*EXERCISE AIM*: Without changing a thing, reproduce the entire listing and leave out its pictures.

*EXERCISE DATA*:
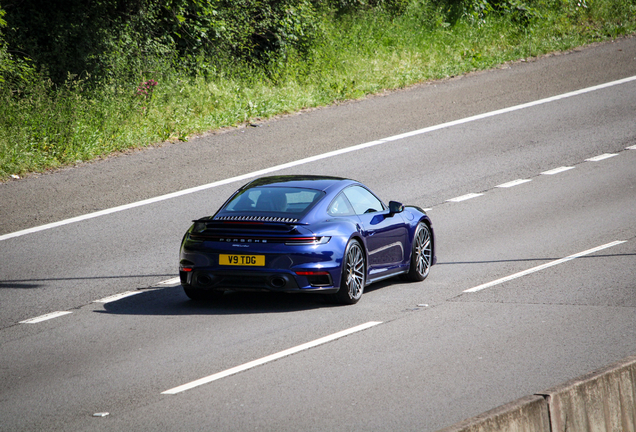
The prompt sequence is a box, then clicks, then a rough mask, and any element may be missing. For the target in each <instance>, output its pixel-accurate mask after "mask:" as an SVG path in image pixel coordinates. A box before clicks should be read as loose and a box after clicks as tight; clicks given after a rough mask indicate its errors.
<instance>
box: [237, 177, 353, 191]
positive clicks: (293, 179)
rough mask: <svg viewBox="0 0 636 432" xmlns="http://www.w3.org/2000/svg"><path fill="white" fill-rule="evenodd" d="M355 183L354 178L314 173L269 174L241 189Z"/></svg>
mask: <svg viewBox="0 0 636 432" xmlns="http://www.w3.org/2000/svg"><path fill="white" fill-rule="evenodd" d="M353 183H357V182H356V181H355V180H350V179H346V178H342V177H330V176H316V175H282V176H270V177H261V178H259V179H256V180H253V181H251V182H250V183H248V184H246V185H245V186H243V189H247V188H253V187H261V186H273V187H298V188H307V189H315V190H321V191H327V190H328V189H330V188H331V187H332V186H334V185H337V186H340V187H342V186H345V185H348V184H353Z"/></svg>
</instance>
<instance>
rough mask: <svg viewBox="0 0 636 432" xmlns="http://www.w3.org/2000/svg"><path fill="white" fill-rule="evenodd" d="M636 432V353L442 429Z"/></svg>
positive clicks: (457, 430)
mask: <svg viewBox="0 0 636 432" xmlns="http://www.w3.org/2000/svg"><path fill="white" fill-rule="evenodd" d="M495 431H509V432H566V431H567V432H588V431H589V432H592V431H594V432H636V355H634V356H630V357H627V358H625V359H623V360H621V361H619V362H617V363H614V364H612V365H610V366H607V367H605V368H602V369H599V370H597V371H594V372H591V373H589V374H587V375H584V376H582V377H579V378H575V379H573V380H570V381H567V382H566V383H564V384H561V385H558V386H556V387H553V388H551V389H549V390H546V391H544V392H540V393H536V394H534V395H532V396H526V397H523V398H521V399H517V400H516V401H514V402H510V403H508V404H505V405H502V406H500V407H497V408H495V409H493V410H490V411H488V412H485V413H483V414H480V415H478V416H476V417H473V418H470V419H467V420H464V421H462V422H459V423H457V424H455V425H452V426H450V427H447V428H445V429H442V430H440V431H439V432H495Z"/></svg>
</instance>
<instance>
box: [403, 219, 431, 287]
mask: <svg viewBox="0 0 636 432" xmlns="http://www.w3.org/2000/svg"><path fill="white" fill-rule="evenodd" d="M432 263H433V243H432V239H431V230H430V228H429V227H428V225H426V224H425V223H424V222H420V223H419V224H418V225H417V228H416V229H415V235H414V236H413V246H412V250H411V265H410V266H409V271H408V273H407V274H406V275H405V276H406V277H405V279H407V280H409V281H412V282H419V281H423V280H424V279H426V276H428V273H429V272H430V271H431V265H432Z"/></svg>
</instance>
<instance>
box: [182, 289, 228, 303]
mask: <svg viewBox="0 0 636 432" xmlns="http://www.w3.org/2000/svg"><path fill="white" fill-rule="evenodd" d="M183 291H184V292H185V293H186V295H187V296H188V297H189V298H190V300H195V301H209V300H216V299H219V298H221V296H222V295H223V291H217V290H204V289H197V288H192V287H189V286H183Z"/></svg>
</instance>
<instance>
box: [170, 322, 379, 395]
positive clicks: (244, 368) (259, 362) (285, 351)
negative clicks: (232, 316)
mask: <svg viewBox="0 0 636 432" xmlns="http://www.w3.org/2000/svg"><path fill="white" fill-rule="evenodd" d="M378 324H382V322H381V321H369V322H368V323H365V324H361V325H359V326H356V327H352V328H350V329H347V330H342V331H340V332H338V333H333V334H331V335H329V336H325V337H322V338H320V339H316V340H313V341H311V342H307V343H304V344H302V345H298V346H295V347H293V348H289V349H286V350H284V351H280V352H278V353H276V354H271V355H268V356H266V357H262V358H260V359H258V360H253V361H251V362H248V363H244V364H242V365H240V366H236V367H233V368H231V369H226V370H224V371H223V372H219V373H215V374H214V375H210V376H207V377H204V378H201V379H198V380H196V381H192V382H190V383H187V384H184V385H181V386H179V387H175V388H172V389H170V390H166V391H164V392H161V394H170V395H173V394H177V393H181V392H184V391H186V390H190V389H193V388H195V387H199V386H201V385H204V384H208V383H211V382H212V381H216V380H219V379H221V378H225V377H228V376H230V375H234V374H237V373H239V372H243V371H246V370H248V369H252V368H255V367H256V366H260V365H263V364H265V363H269V362H272V361H274V360H278V359H280V358H283V357H287V356H290V355H292V354H296V353H299V352H301V351H304V350H307V349H309V348H313V347H316V346H318V345H322V344H325V343H327V342H331V341H334V340H336V339H340V338H342V337H344V336H348V335H350V334H353V333H356V332H359V331H362V330H366V329H368V328H371V327H373V326H376V325H378Z"/></svg>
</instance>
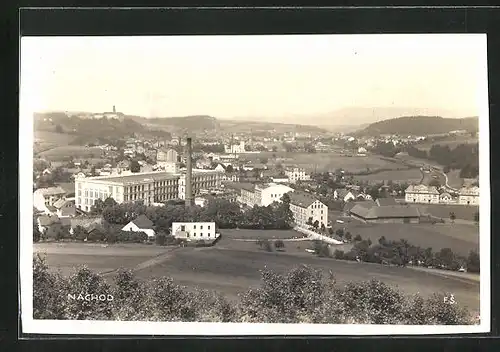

*THE ANSWER*:
The prompt sequence is a box, then clicks, then a rough mask, and any element may be missing. For the target in each <instance>, output its pixel-accurate mask after "mask:" as an SVG path in image pixel coordinates. A box before clicks should be read as loose and a box after clicks as tight; clicks given after a rough mask indicate its errors.
<instance>
box: [237, 177, 353, 191]
positive clicks: (293, 179)
rough mask: <svg viewBox="0 0 636 432" xmlns="http://www.w3.org/2000/svg"><path fill="white" fill-rule="evenodd" d="M355 183L354 178L314 173L269 174L241 189Z"/></svg>
mask: <svg viewBox="0 0 636 432" xmlns="http://www.w3.org/2000/svg"><path fill="white" fill-rule="evenodd" d="M353 183H357V182H356V181H355V180H350V179H346V178H342V177H330V176H316V175H282V176H270V177H261V178H259V179H256V180H253V181H251V182H250V183H248V184H246V185H245V186H243V189H247V188H253V187H261V186H273V187H298V188H307V189H315V190H321V191H327V190H328V189H330V188H331V187H332V186H334V185H337V186H340V187H342V186H345V185H348V184H353Z"/></svg>
</instance>
<instance>
rough mask: <svg viewBox="0 0 636 432" xmlns="http://www.w3.org/2000/svg"><path fill="white" fill-rule="evenodd" d="M636 432V353L442 429Z"/></svg>
positive clicks: (457, 430)
mask: <svg viewBox="0 0 636 432" xmlns="http://www.w3.org/2000/svg"><path fill="white" fill-rule="evenodd" d="M495 431H509V432H566V431H567V432H588V431H589V432H592V431H594V432H636V355H634V356H630V357H627V358H625V359H623V360H621V361H619V362H617V363H614V364H612V365H610V366H607V367H605V368H602V369H599V370H597V371H594V372H591V373H589V374H587V375H584V376H582V377H579V378H575V379H573V380H570V381H567V382H566V383H564V384H561V385H558V386H556V387H553V388H551V389H549V390H546V391H544V392H540V393H536V394H534V395H532V396H526V397H523V398H521V399H517V400H516V401H514V402H510V403H508V404H505V405H502V406H500V407H497V408H495V409H493V410H490V411H488V412H485V413H483V414H480V415H478V416H476V417H473V418H470V419H467V420H464V421H462V422H459V423H457V424H455V425H452V426H450V427H447V428H445V429H442V430H440V431H439V432H495Z"/></svg>
</instance>
<instance>
box: [403, 219, 431, 287]
mask: <svg viewBox="0 0 636 432" xmlns="http://www.w3.org/2000/svg"><path fill="white" fill-rule="evenodd" d="M432 263H433V243H432V239H431V230H430V228H429V227H428V225H426V224H425V223H424V222H420V223H419V224H418V225H417V228H416V229H415V235H414V236H413V246H412V250H411V265H410V266H409V271H408V273H407V274H406V275H405V276H406V277H405V279H407V280H409V281H412V282H419V281H423V280H424V279H426V276H428V273H429V272H430V271H431V265H432Z"/></svg>
</instance>
<instance>
box: [182, 289, 228, 303]
mask: <svg viewBox="0 0 636 432" xmlns="http://www.w3.org/2000/svg"><path fill="white" fill-rule="evenodd" d="M183 291H184V292H185V293H186V295H187V296H188V297H189V298H190V300H195V301H209V300H216V299H219V298H221V296H222V295H223V291H217V290H204V289H197V288H192V287H189V286H183Z"/></svg>
</instance>
<instance>
box: [170, 322, 379, 395]
positive clicks: (244, 368) (259, 362) (285, 351)
negative clicks: (232, 316)
mask: <svg viewBox="0 0 636 432" xmlns="http://www.w3.org/2000/svg"><path fill="white" fill-rule="evenodd" d="M378 324H382V322H381V321H369V322H368V323H365V324H361V325H359V326H356V327H352V328H350V329H347V330H342V331H340V332H338V333H333V334H331V335H329V336H325V337H322V338H320V339H316V340H313V341H311V342H307V343H304V344H302V345H298V346H295V347H293V348H289V349H286V350H284V351H280V352H278V353H276V354H271V355H268V356H266V357H262V358H260V359H258V360H253V361H251V362H248V363H244V364H242V365H240V366H236V367H233V368H231V369H226V370H224V371H223V372H219V373H215V374H214V375H210V376H207V377H204V378H201V379H198V380H196V381H192V382H190V383H187V384H184V385H181V386H179V387H175V388H172V389H170V390H166V391H164V392H161V394H170V395H173V394H177V393H181V392H184V391H186V390H190V389H193V388H195V387H199V386H201V385H204V384H208V383H211V382H212V381H216V380H219V379H221V378H225V377H228V376H230V375H234V374H237V373H239V372H243V371H246V370H248V369H252V368H255V367H256V366H260V365H263V364H265V363H269V362H272V361H274V360H278V359H280V358H283V357H287V356H290V355H292V354H296V353H299V352H301V351H304V350H307V349H309V348H313V347H316V346H318V345H322V344H325V343H327V342H331V341H334V340H336V339H340V338H342V337H344V336H348V335H350V334H353V333H356V332H359V331H362V330H366V329H368V328H371V327H373V326H376V325H378Z"/></svg>
</instance>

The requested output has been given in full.